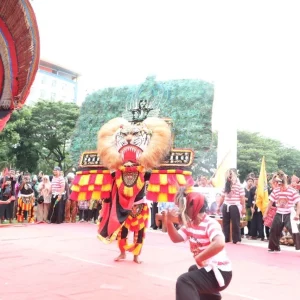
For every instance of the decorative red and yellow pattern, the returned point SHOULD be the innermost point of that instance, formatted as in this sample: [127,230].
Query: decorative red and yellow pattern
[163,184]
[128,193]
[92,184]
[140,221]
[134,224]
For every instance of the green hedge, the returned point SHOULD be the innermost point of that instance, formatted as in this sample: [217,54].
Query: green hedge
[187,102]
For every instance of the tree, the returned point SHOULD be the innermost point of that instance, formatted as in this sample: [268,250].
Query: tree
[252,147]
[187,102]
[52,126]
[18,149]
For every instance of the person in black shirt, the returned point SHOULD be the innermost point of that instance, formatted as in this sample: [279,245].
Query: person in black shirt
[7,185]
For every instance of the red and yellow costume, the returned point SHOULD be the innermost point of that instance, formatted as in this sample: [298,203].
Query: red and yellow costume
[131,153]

★ ★ ★

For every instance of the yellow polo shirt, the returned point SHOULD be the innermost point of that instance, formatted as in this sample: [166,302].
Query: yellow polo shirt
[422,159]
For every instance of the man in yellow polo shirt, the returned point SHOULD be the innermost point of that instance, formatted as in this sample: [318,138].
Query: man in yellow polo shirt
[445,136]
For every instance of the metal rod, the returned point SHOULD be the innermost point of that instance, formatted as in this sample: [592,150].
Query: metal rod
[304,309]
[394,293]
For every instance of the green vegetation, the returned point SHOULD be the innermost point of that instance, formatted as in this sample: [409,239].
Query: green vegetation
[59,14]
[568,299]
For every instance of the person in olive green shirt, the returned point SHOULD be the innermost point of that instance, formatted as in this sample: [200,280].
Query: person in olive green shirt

★ ★ ★

Collect every line in the records above that contains the word "vegetation", and copy each one unchanged.

• _TASK OUTPUT_:
For every instance of the green vegetation, the returned point SHOULD be the innermost point of that instance, formatted as in this sample: [409,239].
Query: green vegetation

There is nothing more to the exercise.